──────── Supplied material ────────
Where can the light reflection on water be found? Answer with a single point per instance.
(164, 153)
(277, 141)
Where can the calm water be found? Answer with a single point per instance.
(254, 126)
────────
→ **What you are asked to do**
Set down the whole of the material, exactly.

→ **Task response**
Where can the light reflection on water be found? Answer with a single point per instance.
(164, 153)
(277, 141)
Where can the calm water be found? Answer with a single point per instance.
(254, 126)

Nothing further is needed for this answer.